Every line of the material below must be repeated exactly.

(PROVIDED ENTRIES):

↓↓↓

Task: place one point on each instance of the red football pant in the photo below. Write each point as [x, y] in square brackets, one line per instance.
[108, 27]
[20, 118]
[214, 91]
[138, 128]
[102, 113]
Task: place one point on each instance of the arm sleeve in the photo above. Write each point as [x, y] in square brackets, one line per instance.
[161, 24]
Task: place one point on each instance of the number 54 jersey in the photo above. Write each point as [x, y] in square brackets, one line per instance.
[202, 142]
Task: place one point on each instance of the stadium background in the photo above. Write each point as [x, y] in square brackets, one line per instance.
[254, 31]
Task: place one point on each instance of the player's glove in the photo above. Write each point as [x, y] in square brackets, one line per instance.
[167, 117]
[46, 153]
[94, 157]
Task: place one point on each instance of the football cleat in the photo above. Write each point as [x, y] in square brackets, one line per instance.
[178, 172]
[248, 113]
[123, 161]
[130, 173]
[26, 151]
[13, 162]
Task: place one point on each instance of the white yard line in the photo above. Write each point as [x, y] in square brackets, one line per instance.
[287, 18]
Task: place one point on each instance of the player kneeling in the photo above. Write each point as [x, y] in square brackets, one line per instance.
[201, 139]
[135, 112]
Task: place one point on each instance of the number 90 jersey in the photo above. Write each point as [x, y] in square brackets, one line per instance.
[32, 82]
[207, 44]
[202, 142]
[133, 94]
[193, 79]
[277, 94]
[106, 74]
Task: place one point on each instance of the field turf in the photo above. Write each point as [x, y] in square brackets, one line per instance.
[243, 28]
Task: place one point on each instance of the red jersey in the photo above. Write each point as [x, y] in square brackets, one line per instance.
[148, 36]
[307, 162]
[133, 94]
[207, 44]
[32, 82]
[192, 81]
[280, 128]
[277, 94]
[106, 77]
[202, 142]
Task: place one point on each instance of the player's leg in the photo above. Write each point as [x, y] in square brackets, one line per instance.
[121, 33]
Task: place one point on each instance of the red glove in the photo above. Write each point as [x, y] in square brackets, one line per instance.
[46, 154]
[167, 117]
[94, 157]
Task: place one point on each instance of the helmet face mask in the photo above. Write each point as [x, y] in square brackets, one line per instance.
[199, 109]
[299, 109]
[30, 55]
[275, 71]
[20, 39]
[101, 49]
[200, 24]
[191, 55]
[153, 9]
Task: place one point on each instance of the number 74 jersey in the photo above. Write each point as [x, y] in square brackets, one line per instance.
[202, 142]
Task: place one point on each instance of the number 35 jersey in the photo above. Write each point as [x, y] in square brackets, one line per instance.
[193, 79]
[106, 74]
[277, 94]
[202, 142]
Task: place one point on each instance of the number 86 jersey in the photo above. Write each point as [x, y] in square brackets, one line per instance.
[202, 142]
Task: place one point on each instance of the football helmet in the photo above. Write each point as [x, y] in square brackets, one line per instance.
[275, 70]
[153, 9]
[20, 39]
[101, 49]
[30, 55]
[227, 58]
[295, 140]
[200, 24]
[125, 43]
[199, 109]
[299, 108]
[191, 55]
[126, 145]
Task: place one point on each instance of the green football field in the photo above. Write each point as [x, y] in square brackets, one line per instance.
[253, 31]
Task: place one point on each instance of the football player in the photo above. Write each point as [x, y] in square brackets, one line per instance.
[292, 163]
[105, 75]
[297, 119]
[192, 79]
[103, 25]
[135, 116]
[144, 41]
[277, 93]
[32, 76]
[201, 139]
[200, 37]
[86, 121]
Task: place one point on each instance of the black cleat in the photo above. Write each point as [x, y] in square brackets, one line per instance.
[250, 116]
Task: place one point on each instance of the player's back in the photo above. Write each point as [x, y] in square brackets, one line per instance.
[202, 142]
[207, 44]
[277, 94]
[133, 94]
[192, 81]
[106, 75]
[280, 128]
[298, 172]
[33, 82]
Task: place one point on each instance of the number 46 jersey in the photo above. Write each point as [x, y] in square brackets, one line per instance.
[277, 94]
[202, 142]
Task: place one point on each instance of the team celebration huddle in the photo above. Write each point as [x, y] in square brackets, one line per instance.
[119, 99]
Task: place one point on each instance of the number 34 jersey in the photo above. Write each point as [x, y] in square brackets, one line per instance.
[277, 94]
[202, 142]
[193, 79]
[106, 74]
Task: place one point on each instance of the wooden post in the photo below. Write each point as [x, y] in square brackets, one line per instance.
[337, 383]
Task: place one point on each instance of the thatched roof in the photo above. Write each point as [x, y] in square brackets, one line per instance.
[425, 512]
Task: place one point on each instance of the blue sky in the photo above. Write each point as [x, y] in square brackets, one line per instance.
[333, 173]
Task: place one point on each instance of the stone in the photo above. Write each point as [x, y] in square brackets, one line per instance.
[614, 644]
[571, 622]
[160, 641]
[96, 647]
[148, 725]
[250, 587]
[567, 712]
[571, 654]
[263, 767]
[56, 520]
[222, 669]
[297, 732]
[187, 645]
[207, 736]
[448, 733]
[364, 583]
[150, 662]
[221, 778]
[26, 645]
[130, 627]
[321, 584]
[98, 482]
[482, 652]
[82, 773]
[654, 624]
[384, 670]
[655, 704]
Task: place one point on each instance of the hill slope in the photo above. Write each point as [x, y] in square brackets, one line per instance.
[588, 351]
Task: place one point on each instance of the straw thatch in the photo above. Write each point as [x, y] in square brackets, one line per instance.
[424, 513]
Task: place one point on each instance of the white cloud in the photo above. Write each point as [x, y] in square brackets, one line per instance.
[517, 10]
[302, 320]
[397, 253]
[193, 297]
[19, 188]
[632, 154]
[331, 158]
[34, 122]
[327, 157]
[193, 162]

↑↑↑

(ANSWER IN FULL):
Task: place one point on each instance of the red football pant in the photo below. Write each point as [x, y] in square brackets, one line per instance.
[108, 27]
[20, 118]
[214, 91]
[138, 128]
[102, 113]
Task: place one point on each instance of the arm sleeve in the photo above. Write each point as [x, y] in square brackets, one line per instance.
[161, 24]
Task: place one point on each instance of the number 54 jersey in the photo above. Write each point as [x, y] in square brackets, one line per instance.
[202, 142]
Task: place one point on each instance of the stadium background in the photo above. Write each point as [x, y] in square brackets, one line per instance.
[254, 31]
Task: place one point on each instance of the player's glove in the photo above. Write each point as [x, y] in square brackets, one line per instance.
[167, 117]
[46, 153]
[94, 157]
Task: place one point on each instance of the football cleat in the photo above. Write each point as [x, y] in square brackets, one line per instance.
[178, 172]
[248, 113]
[123, 161]
[130, 173]
[26, 151]
[13, 162]
Task: place one point on each instance of the white yard line in the photo above. Write each point as [x, y] in square brackets, one line per instance.
[287, 18]
Task: place one point on each instance of the player kneeling in the photo above. Write each point as [x, y] in square brackets, one line per instance.
[201, 139]
[135, 112]
Task: place one point on each instance of the number 90 jersey in the photo above. Write each point as [x, y] in square brackets, one line per instance.
[32, 82]
[207, 44]
[202, 142]
[133, 94]
[193, 79]
[277, 94]
[106, 74]
Task: place one point on each instance of the field turf in the photo above. Write each point as [x, y] in square brackets, one line per instance.
[243, 28]
Task: place one point on each instance of the red jersey in the photo above. Write each point as [x, y] in square brackets, one line per instance.
[148, 36]
[307, 162]
[133, 94]
[207, 44]
[32, 82]
[192, 81]
[280, 128]
[277, 94]
[106, 77]
[202, 142]
Task: place one point on each instance of the player's leg in the photo above. Write each point as [x, y] in square brackets, one line per instance.
[121, 33]
Task: place one point on each instance of the red glove in the photo above. Write each point as [x, y] in square brackets, one line per instance.
[46, 154]
[167, 117]
[94, 157]
Task: place one point on each instance of the helmet face mask in the photo above. Write each point as [x, y] in square brackets, one line per instance.
[199, 109]
[299, 109]
[30, 55]
[275, 71]
[20, 39]
[101, 49]
[200, 24]
[191, 55]
[153, 9]
Task: place one point on each instance of the number 74 jersey in the photo above. Write each point as [x, y] in square brackets, one line per instance.
[202, 142]
Task: place one point on each instance of the number 35 jersey in the photo above. Write each point as [x, y] in square brackets, one line per instance.
[193, 79]
[106, 74]
[277, 94]
[202, 142]
Task: place one point on each instance of the number 86 jersey in the photo above. Write each point as [x, y] in square brackets, one line per instance.
[202, 142]
Task: place one point on each instance of the football helmet in the photo above. Write each point as [x, y] in square brackets, one line per instance.
[275, 70]
[153, 9]
[20, 39]
[101, 49]
[30, 55]
[227, 58]
[295, 140]
[200, 24]
[125, 43]
[199, 109]
[299, 108]
[191, 55]
[126, 145]
Task: place one point on each instance of the green football field in the photo above. Write each point as [x, y] in square brackets, one line per instance.
[253, 31]
Task: place one point on each instance of the football player in the photo above. Write each point as [x, y] in square brackets, one line per instance.
[292, 163]
[105, 75]
[297, 119]
[192, 79]
[103, 25]
[135, 116]
[144, 41]
[277, 93]
[32, 76]
[201, 139]
[200, 37]
[86, 121]
Task: place one point on each instance of the black cleat in the photo above. Write each point as [x, y] in square brackets, one line per instance.
[250, 116]
Task: place one point on each instance of the player's back in the photo above. Write each point as [x, y] in square brackets, one line per instance.
[202, 142]
[207, 44]
[277, 94]
[133, 94]
[192, 81]
[106, 75]
[280, 128]
[298, 172]
[33, 82]
Task: place one point on each instance of the number 46 jersey in the photo above. Write each point as [x, y] in square brackets, one line per instance.
[277, 94]
[202, 142]
Task: place one point on each instance of the team celebration huddle in the photo above. Write each point as [x, y] in square brackets, one line per instance.
[119, 99]
Task: place one point on each instance of the number 34 jersey in the photo above. Write each point as [x, y] in square brackets, one line per instance.
[277, 94]
[202, 142]
[193, 79]
[106, 74]
Task: place one point on each instance of the wooden post in the photo below. Write each point as [x, y] in square brackets, one line per instance.
[337, 383]
Task: place one point on each instance of the thatched roof in the photo above. Write each point as [x, y] in square brackets, one line per instance.
[425, 512]
Task: place one point on each instance of the blue sky in the photo above. Write each point as [x, y] in square brackets, one line per instance.
[333, 173]
Task: place one point on each instance of the stone in the photo above. Write each point as [x, y] in square brackets, one line per instance.
[614, 644]
[571, 622]
[160, 641]
[96, 647]
[148, 725]
[250, 587]
[567, 712]
[571, 654]
[263, 767]
[56, 520]
[222, 669]
[297, 732]
[187, 645]
[207, 736]
[448, 733]
[364, 583]
[150, 662]
[221, 778]
[26, 645]
[130, 627]
[321, 584]
[98, 482]
[482, 652]
[82, 773]
[654, 624]
[384, 670]
[655, 704]
Task: place one point on each instance of the hill slope in the photo above. Write each point as [x, y] in square brackets, one line per instance.
[588, 351]
Task: place one point on each instance of the straw thatch in the photo above. Write each point as [x, y] in square brackets, one line per instance.
[424, 513]
Task: place one point on each instance of the white cloud in the photo above. Write each point as [x, y] in square brackets, one line per instance.
[517, 10]
[302, 320]
[397, 253]
[193, 297]
[19, 188]
[632, 154]
[331, 158]
[34, 122]
[327, 157]
[193, 162]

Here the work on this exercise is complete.